**To do**
Take every line from the data that has the word "wall" in it.

**Provided information**

━━━━━━━━━━━━━━━━━━━━

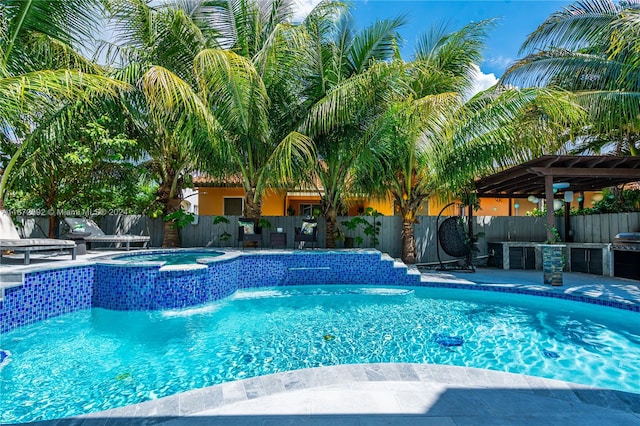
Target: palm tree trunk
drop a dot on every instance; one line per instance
(170, 235)
(409, 251)
(252, 208)
(331, 218)
(53, 224)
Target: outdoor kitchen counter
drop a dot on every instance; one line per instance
(593, 258)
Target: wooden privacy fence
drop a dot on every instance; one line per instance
(588, 229)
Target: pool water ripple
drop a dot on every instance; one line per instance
(104, 359)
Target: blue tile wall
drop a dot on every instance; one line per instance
(46, 294)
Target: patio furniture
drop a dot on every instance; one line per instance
(98, 236)
(278, 239)
(10, 240)
(249, 232)
(451, 239)
(79, 238)
(307, 233)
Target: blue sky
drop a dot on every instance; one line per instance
(516, 19)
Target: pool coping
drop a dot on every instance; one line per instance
(255, 396)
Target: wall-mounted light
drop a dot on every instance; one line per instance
(568, 196)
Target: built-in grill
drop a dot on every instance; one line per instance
(626, 255)
(627, 241)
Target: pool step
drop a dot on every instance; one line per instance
(9, 280)
(411, 273)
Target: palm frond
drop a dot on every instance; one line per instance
(580, 25)
(234, 90)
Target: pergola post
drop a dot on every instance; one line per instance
(548, 194)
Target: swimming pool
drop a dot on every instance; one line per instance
(106, 359)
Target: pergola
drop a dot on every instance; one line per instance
(575, 173)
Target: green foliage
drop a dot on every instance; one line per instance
(370, 229)
(264, 223)
(89, 170)
(555, 235)
(179, 219)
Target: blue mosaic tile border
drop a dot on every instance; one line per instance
(46, 294)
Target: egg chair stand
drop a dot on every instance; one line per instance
(450, 237)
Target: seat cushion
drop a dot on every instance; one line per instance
(308, 228)
(35, 242)
(79, 224)
(248, 226)
(8, 230)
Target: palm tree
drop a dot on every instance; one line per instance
(254, 88)
(41, 75)
(591, 49)
(210, 108)
(431, 140)
(158, 46)
(349, 81)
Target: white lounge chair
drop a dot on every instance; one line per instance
(10, 240)
(78, 224)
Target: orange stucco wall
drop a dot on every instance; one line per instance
(275, 203)
(210, 200)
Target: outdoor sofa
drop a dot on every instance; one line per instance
(96, 235)
(10, 240)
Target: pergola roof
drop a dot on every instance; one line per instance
(582, 173)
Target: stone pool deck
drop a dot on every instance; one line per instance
(397, 394)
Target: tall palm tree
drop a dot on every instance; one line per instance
(255, 87)
(41, 73)
(432, 140)
(591, 49)
(156, 50)
(212, 107)
(349, 82)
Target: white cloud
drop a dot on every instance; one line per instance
(301, 8)
(481, 81)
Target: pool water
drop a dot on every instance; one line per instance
(173, 258)
(98, 359)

━━━━━━━━━━━━━━━━━━━━

**Response**
Target: blue tile wall
Target: wall-mounted light
Target: orange stucco wall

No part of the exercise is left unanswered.